— START OF Selected extract —

As the heroes investigated and moved towards the strange device a sudden flash of lightning from the four metal posts drove them back. One of the crystal coffins flew from the wall to embed itself amidst the metal components supported by the cradle. They folded up on it, forming a conveyance of a sort, one with four, clawed metal arms. It took a staggering step forward. And then another. And then it began to move with a strange, mechanical fluidity. The armored suits started to move as well, brandishing their wicked-looking spears.“None shall pass,” a hollow voice said in a mechanical rasp. “The Mind Lord has decreed that which was shall be no more, and all the sins of the past shall be undone. You will not be allowed to stop him.”


What was left of Arshaka apparently suffered from separation issues.

— END OF Selected extract —

Set tasks
A. In the story excerpt, what drove the heroes back as they approached the strange device?
B. Quote each sentence the hollow voice speaks in the story excerpt.
C. Resume the story excerpt after its final sentence about Arshaka's separation issues.
The items that follow have no connection to the story excerpt.

— START OF Raw records —

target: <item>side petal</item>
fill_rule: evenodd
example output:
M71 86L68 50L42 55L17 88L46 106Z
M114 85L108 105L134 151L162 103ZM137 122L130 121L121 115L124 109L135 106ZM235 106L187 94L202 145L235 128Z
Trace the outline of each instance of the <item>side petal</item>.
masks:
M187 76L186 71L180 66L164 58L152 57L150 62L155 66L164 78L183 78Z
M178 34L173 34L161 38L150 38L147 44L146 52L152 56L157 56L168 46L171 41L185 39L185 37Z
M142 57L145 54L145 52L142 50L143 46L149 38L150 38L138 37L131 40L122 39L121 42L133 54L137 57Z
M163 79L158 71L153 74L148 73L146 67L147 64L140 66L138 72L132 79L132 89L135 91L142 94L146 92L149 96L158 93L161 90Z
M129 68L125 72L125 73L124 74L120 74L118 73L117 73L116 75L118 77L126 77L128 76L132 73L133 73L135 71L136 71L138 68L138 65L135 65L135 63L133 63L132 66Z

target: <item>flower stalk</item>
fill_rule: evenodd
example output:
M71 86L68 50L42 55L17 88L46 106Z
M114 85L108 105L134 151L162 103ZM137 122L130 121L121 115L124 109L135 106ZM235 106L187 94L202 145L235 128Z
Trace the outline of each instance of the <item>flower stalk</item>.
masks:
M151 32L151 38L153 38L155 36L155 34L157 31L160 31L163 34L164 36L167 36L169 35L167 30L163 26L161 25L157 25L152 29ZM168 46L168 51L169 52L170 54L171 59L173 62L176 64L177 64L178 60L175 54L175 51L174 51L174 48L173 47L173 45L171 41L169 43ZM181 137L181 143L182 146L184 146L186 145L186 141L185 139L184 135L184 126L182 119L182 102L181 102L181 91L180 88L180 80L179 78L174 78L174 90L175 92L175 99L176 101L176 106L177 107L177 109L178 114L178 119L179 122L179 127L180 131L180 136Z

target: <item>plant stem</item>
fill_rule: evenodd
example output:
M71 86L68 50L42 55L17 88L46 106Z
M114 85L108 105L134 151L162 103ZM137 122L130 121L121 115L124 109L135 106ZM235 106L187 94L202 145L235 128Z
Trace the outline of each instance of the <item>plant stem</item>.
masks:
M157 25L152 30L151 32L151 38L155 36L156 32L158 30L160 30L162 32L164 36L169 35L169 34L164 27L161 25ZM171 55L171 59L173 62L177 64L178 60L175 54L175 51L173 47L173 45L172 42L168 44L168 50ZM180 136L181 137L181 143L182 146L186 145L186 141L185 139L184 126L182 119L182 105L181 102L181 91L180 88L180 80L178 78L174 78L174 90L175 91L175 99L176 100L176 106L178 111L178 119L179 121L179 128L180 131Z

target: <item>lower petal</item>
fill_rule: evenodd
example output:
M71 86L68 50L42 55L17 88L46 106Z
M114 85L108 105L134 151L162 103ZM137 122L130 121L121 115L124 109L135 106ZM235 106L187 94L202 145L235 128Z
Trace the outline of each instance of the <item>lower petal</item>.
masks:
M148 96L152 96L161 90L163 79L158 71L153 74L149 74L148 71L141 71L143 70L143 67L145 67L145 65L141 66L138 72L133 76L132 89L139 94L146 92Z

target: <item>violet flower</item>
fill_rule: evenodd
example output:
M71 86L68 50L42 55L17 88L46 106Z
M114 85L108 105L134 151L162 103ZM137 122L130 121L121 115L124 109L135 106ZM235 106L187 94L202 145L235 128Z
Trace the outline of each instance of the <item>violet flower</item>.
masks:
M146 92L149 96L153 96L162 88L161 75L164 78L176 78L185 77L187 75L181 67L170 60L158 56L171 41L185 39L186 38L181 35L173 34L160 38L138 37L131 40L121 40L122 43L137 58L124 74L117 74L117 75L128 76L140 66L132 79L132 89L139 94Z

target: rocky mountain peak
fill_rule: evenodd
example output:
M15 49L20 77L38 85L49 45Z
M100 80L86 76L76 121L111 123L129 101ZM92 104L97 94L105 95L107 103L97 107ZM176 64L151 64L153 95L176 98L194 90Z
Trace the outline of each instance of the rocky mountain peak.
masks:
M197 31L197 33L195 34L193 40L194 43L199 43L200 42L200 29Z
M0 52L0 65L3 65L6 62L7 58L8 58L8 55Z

— END OF Raw records —

Answers for the exercise
A. A sudden flash of lightning from the four metal posts drove them back.

B.
"None shall pass."
"The Mind Lord has decreed that which was shall be no more, and all the sins of the past shall be undone."
"You will not be allowed to stop him."

C.
The withered figure seemed to look straight at Arshaka. “You are one of the greatest of those sins, Arhat Shathan Khan,” the mummified figure rasped in its hollow voice. “Or perhaps I should say that we are. Or do you not recognize yourself? You are the memory and the voice, a mind and a soul ripped free from its mortal shell and encased in unliving obsidian. You were to record the words and deeds of the Champions of Rajaat. Such was part of the price the Mind Lords paid to ensure Saragar would remain unmolested. But did you forget what you were? That you were once human? Did you forget the mortal remains you left behind, locked in a crystal coffin? I am what remains of you! I am your shell, the ghost of what you were, never allowed to die but unable to live. I will end our suffering!”

Facing the mad, mortal remains of the once-human bard, the heroes attacked the strange clockwork reliquary with axe and spell. Arshaka wove enchantments that blunted its attacks while Rokkon and Gurthmore drove it back with blow after blow. Chuka-Tet and Sark blasted the clockwork soldiers with spells and staff, destroying them all in short order. Despite tearing claws, withering blasts of psychic lightning, and strange pulses of radiance that withered flesh, the construct empowered by the bard's mortal remains was brought low by Stonedarr's axes as one blow shattered the metal framework and the other the crystal coffin. Thus laid to rest, Arshaka's body was set aside. After a moment of silent contemplation, the heroes went forward.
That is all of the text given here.